Your instructions:
Pick out every line in the data below that holds "negative".

Data listing:
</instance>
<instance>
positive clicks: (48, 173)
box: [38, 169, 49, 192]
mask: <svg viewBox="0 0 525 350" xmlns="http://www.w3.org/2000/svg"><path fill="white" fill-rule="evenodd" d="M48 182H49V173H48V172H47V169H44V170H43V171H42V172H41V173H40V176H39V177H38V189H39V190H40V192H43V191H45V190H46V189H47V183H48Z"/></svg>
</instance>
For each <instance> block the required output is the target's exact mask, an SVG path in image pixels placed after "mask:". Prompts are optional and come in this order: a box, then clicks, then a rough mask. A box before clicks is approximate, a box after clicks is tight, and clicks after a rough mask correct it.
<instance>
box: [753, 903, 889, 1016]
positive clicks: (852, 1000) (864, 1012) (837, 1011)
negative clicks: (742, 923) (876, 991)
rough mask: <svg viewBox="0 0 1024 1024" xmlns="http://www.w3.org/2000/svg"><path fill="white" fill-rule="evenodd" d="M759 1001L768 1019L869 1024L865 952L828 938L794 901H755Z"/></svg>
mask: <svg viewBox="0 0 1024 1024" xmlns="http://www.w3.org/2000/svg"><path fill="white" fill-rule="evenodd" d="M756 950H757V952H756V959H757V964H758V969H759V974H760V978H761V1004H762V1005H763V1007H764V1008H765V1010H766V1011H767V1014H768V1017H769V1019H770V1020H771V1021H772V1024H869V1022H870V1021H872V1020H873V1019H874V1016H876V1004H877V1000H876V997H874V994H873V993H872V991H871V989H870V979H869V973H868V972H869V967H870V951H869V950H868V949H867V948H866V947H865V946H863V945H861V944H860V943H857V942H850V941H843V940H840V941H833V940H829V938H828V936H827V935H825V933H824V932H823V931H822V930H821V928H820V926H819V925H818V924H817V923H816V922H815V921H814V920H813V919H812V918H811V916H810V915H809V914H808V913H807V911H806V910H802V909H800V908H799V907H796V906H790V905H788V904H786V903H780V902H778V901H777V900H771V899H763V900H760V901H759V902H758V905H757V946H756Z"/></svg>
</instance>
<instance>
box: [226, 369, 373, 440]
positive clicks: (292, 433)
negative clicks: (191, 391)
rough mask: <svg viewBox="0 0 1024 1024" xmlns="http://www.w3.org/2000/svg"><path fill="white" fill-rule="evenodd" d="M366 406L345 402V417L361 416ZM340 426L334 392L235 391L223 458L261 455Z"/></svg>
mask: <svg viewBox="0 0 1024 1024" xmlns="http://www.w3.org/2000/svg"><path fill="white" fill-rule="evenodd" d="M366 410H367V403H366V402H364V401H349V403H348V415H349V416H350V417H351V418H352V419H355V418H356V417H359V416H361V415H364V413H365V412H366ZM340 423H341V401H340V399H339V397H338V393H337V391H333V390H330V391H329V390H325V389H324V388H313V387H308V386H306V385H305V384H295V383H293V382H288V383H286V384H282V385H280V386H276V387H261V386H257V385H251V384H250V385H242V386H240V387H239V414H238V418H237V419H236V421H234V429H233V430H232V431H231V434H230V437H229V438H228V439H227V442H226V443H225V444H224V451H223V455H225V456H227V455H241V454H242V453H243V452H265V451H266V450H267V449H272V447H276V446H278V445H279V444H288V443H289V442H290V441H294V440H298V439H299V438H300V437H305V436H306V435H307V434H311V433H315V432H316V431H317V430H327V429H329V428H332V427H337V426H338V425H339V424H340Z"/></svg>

Answer section:
negative clicks: (742, 923) (876, 991)
negative clicks: (191, 391)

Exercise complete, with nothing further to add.